:: Passage ::
##############################

Friday, August 20, 2010

The Phony Inflation-Deflation Debate

This post is mostly so that the next time someone sends me an email as to why we absolutely positively are going into a great deflation, or someone else sends me an email telling me why we are absolutely going into a great inflation, I can send them a link to this post as a way of rebuttal.

In reality there are absolutely no built in long waves, mystic forces or economic forces that are pushing the economy inevitably toward inflation or deflation. The Federal Reserve controls the game and can change the game in either direction at any time.

Anyone who thinks the Fed is impotent to fight deflation simply doesn't understand the basics of  central bank money creation. If the Fed wants to create money it can simply buy Treasury bills, or anything else it so chooses, as long as the money isn't bought from those within the system, i.e., banks that can dump all the money into excess reserves, the money enter the system bidding up prices. Ask yourself this question? Suppose the Fed came to you and said, "Hey, we are having a little trouble fighting deflation, if we print up a million dollars and give it to you, would you be willing to buy things with it?" You know, you might answer, "Yes." Deflation problem solved.

##############################

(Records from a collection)

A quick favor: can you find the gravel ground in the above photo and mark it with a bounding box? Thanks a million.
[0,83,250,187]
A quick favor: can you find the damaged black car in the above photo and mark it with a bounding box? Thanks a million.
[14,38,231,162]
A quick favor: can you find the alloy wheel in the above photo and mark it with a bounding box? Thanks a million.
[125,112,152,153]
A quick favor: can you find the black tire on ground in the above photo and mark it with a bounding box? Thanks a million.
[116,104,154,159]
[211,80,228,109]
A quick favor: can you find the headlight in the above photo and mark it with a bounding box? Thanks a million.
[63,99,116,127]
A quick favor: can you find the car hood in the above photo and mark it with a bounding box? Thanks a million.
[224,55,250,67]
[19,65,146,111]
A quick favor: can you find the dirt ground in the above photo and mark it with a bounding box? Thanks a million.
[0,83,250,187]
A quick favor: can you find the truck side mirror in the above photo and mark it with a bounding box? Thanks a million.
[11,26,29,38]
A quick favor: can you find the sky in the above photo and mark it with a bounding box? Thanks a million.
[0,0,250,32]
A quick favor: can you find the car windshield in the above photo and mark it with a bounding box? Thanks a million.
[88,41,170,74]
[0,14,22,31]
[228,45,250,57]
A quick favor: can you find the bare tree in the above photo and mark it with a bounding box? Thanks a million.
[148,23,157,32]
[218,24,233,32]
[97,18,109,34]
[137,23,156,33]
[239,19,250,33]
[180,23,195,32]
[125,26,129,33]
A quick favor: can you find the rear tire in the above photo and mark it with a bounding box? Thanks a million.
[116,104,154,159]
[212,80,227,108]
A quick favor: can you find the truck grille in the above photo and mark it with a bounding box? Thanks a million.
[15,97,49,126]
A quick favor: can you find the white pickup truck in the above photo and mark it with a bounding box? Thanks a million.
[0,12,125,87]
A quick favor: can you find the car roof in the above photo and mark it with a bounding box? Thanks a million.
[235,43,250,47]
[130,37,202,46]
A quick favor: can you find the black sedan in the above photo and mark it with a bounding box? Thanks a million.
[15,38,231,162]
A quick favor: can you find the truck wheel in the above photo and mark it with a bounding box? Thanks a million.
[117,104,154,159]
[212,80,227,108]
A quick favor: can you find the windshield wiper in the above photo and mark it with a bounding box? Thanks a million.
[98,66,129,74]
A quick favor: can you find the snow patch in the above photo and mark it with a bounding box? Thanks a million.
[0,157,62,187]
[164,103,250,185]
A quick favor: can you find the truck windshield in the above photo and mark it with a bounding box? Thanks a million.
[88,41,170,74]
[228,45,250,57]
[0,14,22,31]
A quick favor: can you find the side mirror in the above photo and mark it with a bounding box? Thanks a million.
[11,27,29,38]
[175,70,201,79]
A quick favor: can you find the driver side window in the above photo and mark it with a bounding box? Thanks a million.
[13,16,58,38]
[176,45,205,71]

##############################

:: What is needed ::
According to the blog post, what controls the game of inflation and deflation? Please rely only on the blog post to answer, not on the entries.

:: Written solution ::
The Federal Reserve controls the game and can change it in either direction at any time.